(Recorded data)
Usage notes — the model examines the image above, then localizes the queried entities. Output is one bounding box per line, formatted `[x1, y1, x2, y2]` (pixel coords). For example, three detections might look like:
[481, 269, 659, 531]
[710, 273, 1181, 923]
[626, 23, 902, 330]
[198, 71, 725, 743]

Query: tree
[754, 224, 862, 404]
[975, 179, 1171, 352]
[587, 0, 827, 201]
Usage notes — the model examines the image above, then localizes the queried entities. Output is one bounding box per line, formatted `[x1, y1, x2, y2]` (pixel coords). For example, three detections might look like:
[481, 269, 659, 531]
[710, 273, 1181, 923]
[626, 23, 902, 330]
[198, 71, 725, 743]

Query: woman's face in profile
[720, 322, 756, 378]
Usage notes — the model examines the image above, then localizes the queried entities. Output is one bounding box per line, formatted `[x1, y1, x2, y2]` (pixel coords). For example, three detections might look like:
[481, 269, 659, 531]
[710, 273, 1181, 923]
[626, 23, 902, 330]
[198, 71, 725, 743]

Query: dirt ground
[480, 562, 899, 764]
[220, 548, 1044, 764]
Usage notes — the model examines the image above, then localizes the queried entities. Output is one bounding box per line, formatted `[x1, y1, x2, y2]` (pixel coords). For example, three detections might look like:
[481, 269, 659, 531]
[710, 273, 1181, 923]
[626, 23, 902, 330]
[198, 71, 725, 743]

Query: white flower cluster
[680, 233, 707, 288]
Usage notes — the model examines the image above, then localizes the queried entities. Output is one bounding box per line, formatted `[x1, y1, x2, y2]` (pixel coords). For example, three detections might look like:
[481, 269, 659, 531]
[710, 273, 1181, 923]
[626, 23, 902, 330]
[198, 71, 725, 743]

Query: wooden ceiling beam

_What is needed_
Rewrite the entries from the start through the line holding "[587, 0, 827, 201]", inclusive, with "tree" replaced by "pine tree" and nothing else changed.

_Solution for this exercise_
Usage notes — the model examines the image above, then localizes the queried entities. Output is one bounding box per line, formatted `[x1, y1, x2, y2]` (pixel coords). For example, three detections might look like:
[481, 269, 659, 531]
[710, 273, 1181, 923]
[626, 23, 902, 330]
[198, 71, 725, 743]

Query: pine tree
[754, 224, 862, 404]
[975, 179, 1171, 352]
[587, 0, 827, 201]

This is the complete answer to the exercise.